§ **Work instruction**: Pick each line containing "instance" out of the records.

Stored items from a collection
........

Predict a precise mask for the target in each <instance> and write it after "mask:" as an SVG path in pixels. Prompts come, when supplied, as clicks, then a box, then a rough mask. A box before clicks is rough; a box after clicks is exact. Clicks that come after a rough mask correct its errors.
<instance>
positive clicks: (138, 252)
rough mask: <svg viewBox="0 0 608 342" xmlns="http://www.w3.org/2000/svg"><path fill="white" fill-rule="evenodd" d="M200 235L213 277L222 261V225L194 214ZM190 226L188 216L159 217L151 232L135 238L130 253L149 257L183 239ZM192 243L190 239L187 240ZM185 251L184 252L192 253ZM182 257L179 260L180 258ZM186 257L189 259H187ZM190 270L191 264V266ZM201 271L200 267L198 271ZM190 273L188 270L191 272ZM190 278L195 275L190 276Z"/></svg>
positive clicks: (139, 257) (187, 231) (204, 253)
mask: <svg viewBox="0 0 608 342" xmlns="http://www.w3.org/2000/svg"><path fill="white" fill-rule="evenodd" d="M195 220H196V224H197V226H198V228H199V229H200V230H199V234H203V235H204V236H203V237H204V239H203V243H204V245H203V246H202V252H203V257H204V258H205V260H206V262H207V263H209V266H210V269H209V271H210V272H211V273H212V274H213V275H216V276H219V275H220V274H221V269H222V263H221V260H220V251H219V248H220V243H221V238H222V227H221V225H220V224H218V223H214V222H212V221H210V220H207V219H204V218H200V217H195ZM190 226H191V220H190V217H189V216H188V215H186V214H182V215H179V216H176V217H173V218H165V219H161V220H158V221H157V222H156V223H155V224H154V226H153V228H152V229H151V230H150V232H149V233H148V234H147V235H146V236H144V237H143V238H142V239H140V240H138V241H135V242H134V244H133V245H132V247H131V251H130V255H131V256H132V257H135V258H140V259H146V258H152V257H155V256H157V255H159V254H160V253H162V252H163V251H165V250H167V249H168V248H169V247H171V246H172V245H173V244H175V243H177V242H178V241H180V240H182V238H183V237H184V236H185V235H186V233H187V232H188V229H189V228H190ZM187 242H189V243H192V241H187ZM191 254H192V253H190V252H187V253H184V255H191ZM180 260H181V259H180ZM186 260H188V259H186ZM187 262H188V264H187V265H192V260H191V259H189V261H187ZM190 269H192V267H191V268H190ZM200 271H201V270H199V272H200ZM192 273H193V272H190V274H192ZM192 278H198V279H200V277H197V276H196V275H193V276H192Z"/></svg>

........

§ **Output of the task**:
Predict a precise mask for the target in each <instance> and write it after "mask:" as an SVG path in pixels. Prompts come, when supplied, as clicks, then a box, then a rough mask. A box before clicks is rough; a box after clicks is exact. Clicks that come after a rough mask correct its errors.
<instance>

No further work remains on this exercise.